= Passage =
====================
And every move he makes  seems to be in slow motion. As you can see, we are eating  nigiri the traditional way with our hands. When it hits my plate I reach confidently… And I fumble it. Shit. I hope Sugita-san didn’t see! Although the presentation was ruined, the  nigiri itself was still absolutely perfect.

Warm tangy rice and the most tender, delicious  fish you ever tasted, with a hint of saltiness. This is a fascinating world, but  there are many things I don’t know. Like what exactly this is. Or this. And I can’t really describe  what is happening on my tongue.

So I silently respect the depth of this cuisine to which I can no longer see. What I do know is that each of  these is gorgeous in many ways. The delicate flavors, the elegant textures, the careful presentation will be  seared into my memory for life.
====================
= Given data =
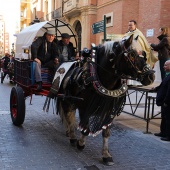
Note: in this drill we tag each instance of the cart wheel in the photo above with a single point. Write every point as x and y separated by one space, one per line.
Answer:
====================
= Prompt 1 =
Can you print everything in the sushi passage from "Warm tangy rice" down to "memory for life."?
= Prompt 2 =
How would you translate this sentence from the sushi passage into Spanish: "This is a fascinating world, but there are many things I don't know."
= Prompt 3 =
Can you go on with the account of eating nigiri, picking up after its last sentence?
The listing isn't needed for anything here.

= Exercise response 1 =
Warm tangy rice and the most tender, delicious  fish you ever tasted, with a hint of saltiness. This is a fascinating world, but  there are many things I don’t know. Like what exactly this is. Or this. And I can’t really describe  what is happening on my tongue.

So I silently respect the depth of this cuisine to which I can no longer see. What I do know is that each of  these is gorgeous in many ways. The delicate flavors, the elegant textures, the careful presentation will be  seared into my memory for life.

= Exercise response 2 =
Este es un mundo fascinante, pero hay muchas cosas que no sé.

= Exercise response 3 =
It’s as close to tradition  and perfection as you can get. The fact that this sushi has been made exactly  this way for over 200 years is really special. Every move, every cut has been  passed down for generations. Here I can connect with it through the food. On a personal level, this is important.

I was also lucky to share  the table with an expert. Henry not only translated but  filled in the knowledge gaps. Making it a history lesson  and food experience in one. I loved unlocking a new side of champagne  using the sake to loosen up my tastebuds.

It was great fun to experiment  with these two magical potions. In this traditional, quiet place,  I actually had a lot of fun. At times I felt like a fish out of water,  but still I was very comfortable here. Maybe because I knew I was in such good hands.

The result was a wonderful experience. And memories I will treasure for years.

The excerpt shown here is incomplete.